**Brano citato:**
####################
Sentenza Sentenza Cassazione Civile n. 12308 del 07/06/2011

Cassazione civile sez. II, 07/06/2011, (ud. 20/04/2011, dep. 07/06/2011), n.12308

LA CORTE SUPREMA DI CASSAZIONE

SEZIONE SECONDA CIVILE

Composta dagli Ill.mi Sigg.ri Magistrati:

Dott. ODDO Massimo – Presidente –

Dott. BUCCIANTE Ettore – Consigliere –

Dott. MATERA Lina – Consigliere –

Dott. BIANCHINI Bruno – rel. Consigliere –

Dott. PROTO Cesare Antonio – Consigliere –

ha pronunciato la seguente:

sentenza

sul ricorso proposto da:

B.L. (c.f. (OMISSIS)) rappresentata e

difesa dall’avv. D’urbano Paolo ed elettivamente domiciliata presso

lo studio del medesimo in Roma, via Carlo Conti Rossini n. 26;

– ricorrente –

contro

– S.r.l. EDILIR ((OMISSIS))in persona del suo legale

rappresentante sig. O.M.; rappresentata e difesa

dall’avv. Gaffi Vincenzo ed elettivamente domiciliata presso lo

studio del medesimo in Roma, via Aurelia n. 424, giusta procura

speciale rilasciata con scrittura privata autenticata dal notaio

Ciarlo Caddi il 6 aprile 2011;

– controricorrente –

Avverso la sentenza n. 1423/2005 della Corte di Appello di Roma,

depositata il 31/03/2005;

Udita la relazione della causa svolta nell’udienza pubblica del

20/04/2011 dal Consigliere Dott. Bruno Bianchini;

Udito il procuratore della parte ricorrente avv. Stefania De Angelis

con delega dell’avv. D’Urbano Paolo, che ha concluso per

l’accoglimento del ricorso;

Udito il procuratore della parte controncorrente avv. Vincenzo Gaffi,

che ha insistito per il rigetto del ricorso;

Udito il Pubblico Ministero, in persona del Sostituto Procuratore

Generale Dort. CICCOLO Pasquale Paolo Maria, che ha concluso per il

rigetto del ricorso.

Fatto

SVOLGIMENTO DEL PROCESSO

B.L. citò innanzi al Tribunale di Roma la srl Edilir, promittente venditrice – giusta accordo del 26 ottobre 1986, sottoscritto da O.L., fratello di O.M., legale rappresentante della predetta società- di un appartamento in località (OMISSIS), assumendo che il prezzo di 92 milioni era stato regolato; L. 7 milioni erano stati versati in contanti; L. 22 milioni avrebbero dovuto esser pagati al momento della stipula del definitivo e 65 milioni mediante la cessione in permuta di altro appartamento oggetto di precedente preliminare poi annullato: sul punto specificò in mento l’attrice di aver sottoscritto, in data 14 settembre 1986 altro preliminare, questa volta con M. O., agente nella qualità di legale rappresentante della Edilir, avente ad oggetto diverso appartamento sito nel fabbricato edificato dalla prominente venditrice e di aver successivamente revocato il proprio impegno contrattuale con dichiarazione in calce alla copia di quel contratto. Non essendosi pervenuti al rogito di trasferimento della proprietà per l’ingiustificato rifiuto di controparte, chiese che venisse emessa sentenza à sensi dell’art. 2932 cod. civ. La convenuta si costituì negando di aver avuto rapporti negoziali con l’attrice, dichiarando di non poter affermare se la sottoscrizione del preliminare 26 ottobre 1986 fosse del proprio legale rappresentante. L’adito Tribunale, pronunziando sentenza n. 34.630/2001, respinse la domanda; identica pronunzia fu emessa dalla Corte di Appello di Roma, decidendo sul gravame della medesima B..
####################
**Dati del compito:**
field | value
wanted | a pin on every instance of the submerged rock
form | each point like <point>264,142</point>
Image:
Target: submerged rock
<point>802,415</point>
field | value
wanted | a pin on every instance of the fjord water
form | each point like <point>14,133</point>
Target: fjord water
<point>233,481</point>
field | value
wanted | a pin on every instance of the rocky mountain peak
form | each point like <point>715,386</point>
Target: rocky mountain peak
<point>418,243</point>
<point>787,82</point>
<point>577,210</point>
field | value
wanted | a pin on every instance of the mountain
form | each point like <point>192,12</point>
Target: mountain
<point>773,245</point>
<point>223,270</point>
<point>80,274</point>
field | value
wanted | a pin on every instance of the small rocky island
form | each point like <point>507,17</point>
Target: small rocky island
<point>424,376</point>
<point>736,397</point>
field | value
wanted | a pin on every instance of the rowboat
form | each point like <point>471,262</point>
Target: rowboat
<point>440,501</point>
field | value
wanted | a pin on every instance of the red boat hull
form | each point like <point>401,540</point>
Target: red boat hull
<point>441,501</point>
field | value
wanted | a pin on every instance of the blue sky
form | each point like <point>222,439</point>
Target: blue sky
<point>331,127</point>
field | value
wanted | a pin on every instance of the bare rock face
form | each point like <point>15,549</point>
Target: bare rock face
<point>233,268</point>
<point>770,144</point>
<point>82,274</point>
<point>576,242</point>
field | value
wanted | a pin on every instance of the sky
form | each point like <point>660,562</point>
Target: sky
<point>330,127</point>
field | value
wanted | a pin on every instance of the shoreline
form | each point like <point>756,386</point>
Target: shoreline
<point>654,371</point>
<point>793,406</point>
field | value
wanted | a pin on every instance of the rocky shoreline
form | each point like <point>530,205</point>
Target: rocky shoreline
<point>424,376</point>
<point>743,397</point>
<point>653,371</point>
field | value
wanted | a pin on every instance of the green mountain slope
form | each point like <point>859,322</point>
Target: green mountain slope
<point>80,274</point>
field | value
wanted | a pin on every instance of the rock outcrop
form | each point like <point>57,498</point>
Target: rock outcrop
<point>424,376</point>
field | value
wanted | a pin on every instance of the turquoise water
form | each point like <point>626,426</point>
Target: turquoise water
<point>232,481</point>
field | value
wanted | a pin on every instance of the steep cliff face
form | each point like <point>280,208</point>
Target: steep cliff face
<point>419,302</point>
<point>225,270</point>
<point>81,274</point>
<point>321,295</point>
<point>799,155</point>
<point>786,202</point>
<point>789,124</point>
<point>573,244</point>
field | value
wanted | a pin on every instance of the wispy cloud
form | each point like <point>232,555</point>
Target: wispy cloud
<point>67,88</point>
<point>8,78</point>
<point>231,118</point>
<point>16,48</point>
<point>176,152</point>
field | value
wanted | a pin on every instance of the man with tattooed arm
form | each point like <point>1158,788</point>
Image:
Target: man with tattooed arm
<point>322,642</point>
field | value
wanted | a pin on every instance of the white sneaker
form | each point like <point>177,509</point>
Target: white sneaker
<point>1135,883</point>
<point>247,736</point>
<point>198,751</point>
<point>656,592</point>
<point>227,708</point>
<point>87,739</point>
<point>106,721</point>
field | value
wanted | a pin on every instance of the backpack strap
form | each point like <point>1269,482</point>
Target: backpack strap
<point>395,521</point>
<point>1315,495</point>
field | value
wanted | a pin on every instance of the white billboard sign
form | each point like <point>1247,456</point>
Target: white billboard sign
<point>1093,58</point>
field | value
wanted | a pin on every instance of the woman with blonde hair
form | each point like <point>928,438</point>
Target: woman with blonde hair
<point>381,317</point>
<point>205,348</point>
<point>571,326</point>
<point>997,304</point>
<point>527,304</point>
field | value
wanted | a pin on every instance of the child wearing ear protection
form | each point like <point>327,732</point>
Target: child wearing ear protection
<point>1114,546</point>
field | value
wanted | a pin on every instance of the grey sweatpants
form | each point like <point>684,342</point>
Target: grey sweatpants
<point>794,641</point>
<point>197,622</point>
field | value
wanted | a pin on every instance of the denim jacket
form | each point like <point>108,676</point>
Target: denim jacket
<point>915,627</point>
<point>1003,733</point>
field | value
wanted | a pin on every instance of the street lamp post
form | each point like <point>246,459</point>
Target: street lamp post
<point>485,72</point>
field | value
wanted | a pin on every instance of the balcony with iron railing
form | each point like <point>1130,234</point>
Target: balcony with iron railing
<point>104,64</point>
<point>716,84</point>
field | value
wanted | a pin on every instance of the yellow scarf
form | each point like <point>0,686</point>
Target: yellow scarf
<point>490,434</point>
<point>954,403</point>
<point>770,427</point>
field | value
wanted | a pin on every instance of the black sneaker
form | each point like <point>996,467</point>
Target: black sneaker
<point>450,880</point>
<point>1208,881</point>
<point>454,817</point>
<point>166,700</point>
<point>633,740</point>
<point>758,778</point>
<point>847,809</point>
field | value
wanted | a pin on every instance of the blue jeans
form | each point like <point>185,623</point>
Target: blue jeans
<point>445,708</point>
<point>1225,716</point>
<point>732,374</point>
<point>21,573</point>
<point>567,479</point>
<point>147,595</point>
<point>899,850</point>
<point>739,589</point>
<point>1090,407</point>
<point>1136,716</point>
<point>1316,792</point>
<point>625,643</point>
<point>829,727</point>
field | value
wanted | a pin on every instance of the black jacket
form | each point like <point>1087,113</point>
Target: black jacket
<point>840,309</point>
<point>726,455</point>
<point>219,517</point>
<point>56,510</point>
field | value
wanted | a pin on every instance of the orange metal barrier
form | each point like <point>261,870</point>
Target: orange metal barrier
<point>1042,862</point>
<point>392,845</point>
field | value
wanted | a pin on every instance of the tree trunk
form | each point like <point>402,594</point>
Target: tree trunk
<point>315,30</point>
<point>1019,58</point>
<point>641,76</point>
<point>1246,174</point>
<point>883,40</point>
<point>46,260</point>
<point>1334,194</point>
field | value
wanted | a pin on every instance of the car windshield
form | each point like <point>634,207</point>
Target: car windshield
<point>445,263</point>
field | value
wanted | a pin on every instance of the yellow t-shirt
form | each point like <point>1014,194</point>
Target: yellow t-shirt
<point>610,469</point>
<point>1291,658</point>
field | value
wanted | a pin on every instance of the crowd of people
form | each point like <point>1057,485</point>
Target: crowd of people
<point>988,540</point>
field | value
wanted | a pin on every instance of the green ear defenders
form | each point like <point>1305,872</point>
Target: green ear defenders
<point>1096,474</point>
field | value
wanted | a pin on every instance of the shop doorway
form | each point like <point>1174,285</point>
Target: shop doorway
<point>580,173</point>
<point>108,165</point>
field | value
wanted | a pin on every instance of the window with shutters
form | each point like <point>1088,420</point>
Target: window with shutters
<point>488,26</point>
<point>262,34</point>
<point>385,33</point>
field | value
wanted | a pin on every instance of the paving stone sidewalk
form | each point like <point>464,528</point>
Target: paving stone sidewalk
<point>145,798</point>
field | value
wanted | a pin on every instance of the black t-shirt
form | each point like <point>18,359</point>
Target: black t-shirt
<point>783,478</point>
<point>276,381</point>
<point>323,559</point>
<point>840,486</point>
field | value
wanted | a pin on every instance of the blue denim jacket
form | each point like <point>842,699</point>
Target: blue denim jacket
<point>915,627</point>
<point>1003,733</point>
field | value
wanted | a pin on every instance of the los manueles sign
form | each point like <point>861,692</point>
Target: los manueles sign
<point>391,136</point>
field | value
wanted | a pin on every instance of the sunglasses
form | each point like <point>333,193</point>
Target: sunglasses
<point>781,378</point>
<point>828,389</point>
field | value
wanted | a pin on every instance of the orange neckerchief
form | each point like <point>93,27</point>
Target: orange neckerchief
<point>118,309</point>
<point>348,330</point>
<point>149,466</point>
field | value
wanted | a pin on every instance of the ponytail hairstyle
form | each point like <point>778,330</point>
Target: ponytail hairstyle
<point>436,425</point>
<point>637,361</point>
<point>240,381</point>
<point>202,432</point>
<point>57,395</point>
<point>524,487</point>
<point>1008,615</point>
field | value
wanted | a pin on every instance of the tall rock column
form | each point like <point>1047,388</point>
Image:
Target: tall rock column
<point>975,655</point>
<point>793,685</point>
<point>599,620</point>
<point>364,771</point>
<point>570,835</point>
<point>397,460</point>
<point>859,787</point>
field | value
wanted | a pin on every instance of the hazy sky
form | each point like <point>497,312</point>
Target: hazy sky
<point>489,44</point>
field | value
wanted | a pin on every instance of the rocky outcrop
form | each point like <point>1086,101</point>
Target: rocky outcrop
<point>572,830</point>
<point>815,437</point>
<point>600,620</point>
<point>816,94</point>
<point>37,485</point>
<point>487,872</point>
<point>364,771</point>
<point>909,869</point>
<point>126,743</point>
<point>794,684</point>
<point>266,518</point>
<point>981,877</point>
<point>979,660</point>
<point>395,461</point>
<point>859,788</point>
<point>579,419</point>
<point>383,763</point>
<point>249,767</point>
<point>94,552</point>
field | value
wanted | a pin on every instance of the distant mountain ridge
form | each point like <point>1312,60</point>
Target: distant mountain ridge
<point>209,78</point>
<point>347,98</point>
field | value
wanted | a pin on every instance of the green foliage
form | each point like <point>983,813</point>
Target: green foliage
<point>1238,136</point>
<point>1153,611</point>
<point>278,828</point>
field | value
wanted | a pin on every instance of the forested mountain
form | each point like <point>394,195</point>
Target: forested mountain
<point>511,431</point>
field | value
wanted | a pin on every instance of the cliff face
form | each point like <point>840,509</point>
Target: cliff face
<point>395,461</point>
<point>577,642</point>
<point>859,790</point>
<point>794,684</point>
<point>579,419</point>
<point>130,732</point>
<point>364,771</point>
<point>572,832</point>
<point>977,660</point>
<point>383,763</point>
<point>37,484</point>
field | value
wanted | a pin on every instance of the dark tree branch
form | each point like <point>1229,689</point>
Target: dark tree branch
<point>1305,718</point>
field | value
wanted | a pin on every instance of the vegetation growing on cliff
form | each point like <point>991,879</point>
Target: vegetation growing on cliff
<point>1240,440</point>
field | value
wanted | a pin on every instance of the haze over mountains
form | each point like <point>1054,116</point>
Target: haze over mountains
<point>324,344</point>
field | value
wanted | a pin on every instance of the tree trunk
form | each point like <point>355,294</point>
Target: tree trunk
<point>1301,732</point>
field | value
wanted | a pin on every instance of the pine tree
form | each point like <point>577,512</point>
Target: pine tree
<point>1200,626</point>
####################
**Esercizi da svolgere:**
A: Filtra i record e trascrivi ogni riga che contiene la parola "hull".
B: Prosegui la sentenza della Cassazione a partire dalla sua ultima frase.

**Risposte per esercizio:**
A:
wanted | a pin on every instance of the red boat hull
Target: red boat hull

B:
La Corte distrettuale motivò la propria sentenza assumendo: a – che non sarebbe stato rinvenuto in atti il contratto preliminare indicato dalla B., pur se descritto nell’indice dei documenti; b – che l’affermazione della Edilir, in ordine alla non conoscenza se la sottoscrizione normalmente apposta da O.L. fosse al medesimo riferibile, sarebbe rimasta senza risposta nè l’appellante avrebbe sul punto articolato prove ; c – che di conseguenza non avrebbero avuto rilievo le richieste istruttorie reiterate in appello, al fine di dimostrare che O.L. avrebbe agito usualmente come alter ego del fratello anche in occasione di altri preliminari aventi ad oggetto promesse di vendita a terzi di diversi appartamenti siti nello stesso comprensorio edificato dalla Edilir; d – che la spendita di una “procura speciale” in dette occasioni avrebbe semmai dimostrato che al momento della pretesa sottoscrizione del preliminare dell’ottobre 1986 O.L. ne sarebbe stato privo, non essendone stata depositata copia; e – che per altro verso le prove articolate in grado di appello – dirette a dimostrare la sottoscrizione del precedente preliminare, che si assumeva esser stato “annullato” – non sarebbero state idonee a dimostrare il collegamento tra i due contratti, così che l’eventuale incasso da parte della Edilir di titoli emessi dalla B. per il primo negozio, poi non perfezionatosi, non avrebbero avuto il significato di ratifica del (secondo) preliminare.

Contro tale decisione la B. ha proposto ricorso in cassazione articolato su quattro motivi; la srl Edilir ha resistito con controricorso, depositando memorie.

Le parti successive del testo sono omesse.